• _Problem statement_:
Rescale everything from the start of the material down through the line containing "x=338, y=87", both ends included, and write those lines out again with the requests kept. Multiply each answer coordinate by 2 and round to whole numbers with halves going up, leaving the numbers in the requests and their format samples unchanged.

• _Object position labeling entries_:
/---

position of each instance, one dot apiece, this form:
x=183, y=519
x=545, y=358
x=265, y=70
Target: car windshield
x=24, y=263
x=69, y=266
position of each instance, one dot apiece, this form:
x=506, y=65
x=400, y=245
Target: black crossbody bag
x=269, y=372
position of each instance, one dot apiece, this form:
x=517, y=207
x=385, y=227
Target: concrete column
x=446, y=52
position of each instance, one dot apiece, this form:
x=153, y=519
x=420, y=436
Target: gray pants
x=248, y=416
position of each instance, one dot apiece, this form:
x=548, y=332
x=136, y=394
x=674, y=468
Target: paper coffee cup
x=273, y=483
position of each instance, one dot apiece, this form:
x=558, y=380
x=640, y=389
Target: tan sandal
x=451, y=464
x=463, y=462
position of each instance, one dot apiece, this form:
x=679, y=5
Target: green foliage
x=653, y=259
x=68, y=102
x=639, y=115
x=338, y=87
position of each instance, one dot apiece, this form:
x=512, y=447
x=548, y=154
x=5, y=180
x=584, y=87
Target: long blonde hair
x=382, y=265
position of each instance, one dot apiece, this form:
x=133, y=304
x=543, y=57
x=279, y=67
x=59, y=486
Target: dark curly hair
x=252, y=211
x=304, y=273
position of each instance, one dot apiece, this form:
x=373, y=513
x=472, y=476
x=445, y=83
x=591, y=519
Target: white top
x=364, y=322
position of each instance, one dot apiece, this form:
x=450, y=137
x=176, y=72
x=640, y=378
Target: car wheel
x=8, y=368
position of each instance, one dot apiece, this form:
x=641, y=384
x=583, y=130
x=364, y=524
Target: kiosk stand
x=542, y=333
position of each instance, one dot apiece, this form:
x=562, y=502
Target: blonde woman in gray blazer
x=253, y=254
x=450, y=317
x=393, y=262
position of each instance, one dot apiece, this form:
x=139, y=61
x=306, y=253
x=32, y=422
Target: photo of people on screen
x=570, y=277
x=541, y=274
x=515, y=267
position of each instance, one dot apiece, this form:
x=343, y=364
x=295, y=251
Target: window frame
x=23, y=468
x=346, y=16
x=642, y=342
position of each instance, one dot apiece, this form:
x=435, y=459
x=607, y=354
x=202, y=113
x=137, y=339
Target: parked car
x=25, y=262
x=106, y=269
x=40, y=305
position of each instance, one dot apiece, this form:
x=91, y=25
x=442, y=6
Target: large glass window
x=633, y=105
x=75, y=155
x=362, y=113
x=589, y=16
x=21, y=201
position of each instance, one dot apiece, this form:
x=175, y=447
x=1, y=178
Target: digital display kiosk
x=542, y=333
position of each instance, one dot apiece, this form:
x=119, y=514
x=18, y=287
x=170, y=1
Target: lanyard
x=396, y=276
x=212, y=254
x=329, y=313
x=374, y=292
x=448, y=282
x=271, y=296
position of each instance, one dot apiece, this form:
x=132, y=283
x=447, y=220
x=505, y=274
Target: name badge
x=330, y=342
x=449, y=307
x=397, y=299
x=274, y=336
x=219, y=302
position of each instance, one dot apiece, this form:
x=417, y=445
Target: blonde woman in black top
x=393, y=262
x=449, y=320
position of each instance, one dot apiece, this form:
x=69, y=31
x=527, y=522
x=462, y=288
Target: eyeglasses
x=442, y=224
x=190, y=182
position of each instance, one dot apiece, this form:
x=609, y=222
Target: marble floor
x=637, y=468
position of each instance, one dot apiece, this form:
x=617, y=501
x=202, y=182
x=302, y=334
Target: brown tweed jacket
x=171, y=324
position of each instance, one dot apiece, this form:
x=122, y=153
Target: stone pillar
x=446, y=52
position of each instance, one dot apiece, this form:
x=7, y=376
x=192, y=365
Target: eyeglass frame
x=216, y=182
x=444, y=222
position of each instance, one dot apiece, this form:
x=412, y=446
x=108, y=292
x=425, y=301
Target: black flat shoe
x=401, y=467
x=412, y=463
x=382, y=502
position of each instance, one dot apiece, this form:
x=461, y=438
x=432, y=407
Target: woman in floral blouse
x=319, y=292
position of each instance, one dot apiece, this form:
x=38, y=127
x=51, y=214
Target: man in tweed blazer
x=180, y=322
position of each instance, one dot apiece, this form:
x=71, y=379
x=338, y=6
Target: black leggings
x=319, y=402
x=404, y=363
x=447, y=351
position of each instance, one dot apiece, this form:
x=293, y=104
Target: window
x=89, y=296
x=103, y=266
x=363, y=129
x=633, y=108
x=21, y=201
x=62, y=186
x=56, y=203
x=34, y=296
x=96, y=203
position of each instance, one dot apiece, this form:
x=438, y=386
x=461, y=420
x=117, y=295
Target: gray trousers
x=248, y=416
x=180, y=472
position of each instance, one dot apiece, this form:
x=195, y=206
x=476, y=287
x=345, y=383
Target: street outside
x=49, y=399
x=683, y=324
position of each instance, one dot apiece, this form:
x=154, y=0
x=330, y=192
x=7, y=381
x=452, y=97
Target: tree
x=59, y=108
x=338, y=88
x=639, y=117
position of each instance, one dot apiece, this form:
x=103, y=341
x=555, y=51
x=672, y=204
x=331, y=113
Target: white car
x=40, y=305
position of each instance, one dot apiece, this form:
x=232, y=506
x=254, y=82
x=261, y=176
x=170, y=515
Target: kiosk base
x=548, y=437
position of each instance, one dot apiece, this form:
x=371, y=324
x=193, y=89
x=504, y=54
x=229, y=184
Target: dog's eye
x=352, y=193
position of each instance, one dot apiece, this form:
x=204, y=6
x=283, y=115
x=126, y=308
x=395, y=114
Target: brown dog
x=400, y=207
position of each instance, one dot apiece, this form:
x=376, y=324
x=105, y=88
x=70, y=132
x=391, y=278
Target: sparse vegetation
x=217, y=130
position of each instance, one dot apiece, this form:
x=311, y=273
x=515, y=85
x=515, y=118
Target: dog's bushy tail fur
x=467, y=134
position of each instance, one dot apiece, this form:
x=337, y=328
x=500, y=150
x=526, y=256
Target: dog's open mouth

\---

• _Result_:
position of each instance, one dot apiece, this form:
x=183, y=519
x=545, y=358
x=265, y=70
Target: car windshield
x=48, y=526
x=138, y=532
position of each instance, one dot apiece, this form:
x=506, y=65
x=400, y=245
Target: black crossbody bag
x=538, y=744
position of each instance, one dot apiece, this form:
x=517, y=207
x=385, y=227
Target: concrete column
x=892, y=104
position of each instance, one dot apiece, this form:
x=153, y=519
x=420, y=436
Target: gray pants
x=496, y=832
position of each instance, one dot apiece, this form:
x=548, y=332
x=136, y=394
x=674, y=468
Target: paper coffee cup
x=546, y=966
position of each instance, one dot apiece, this form:
x=558, y=380
x=640, y=389
Target: tan sandal
x=902, y=928
x=926, y=924
position of each instance, one dot apiece, this form:
x=679, y=5
Target: green foliage
x=1306, y=518
x=136, y=204
x=1278, y=230
x=676, y=174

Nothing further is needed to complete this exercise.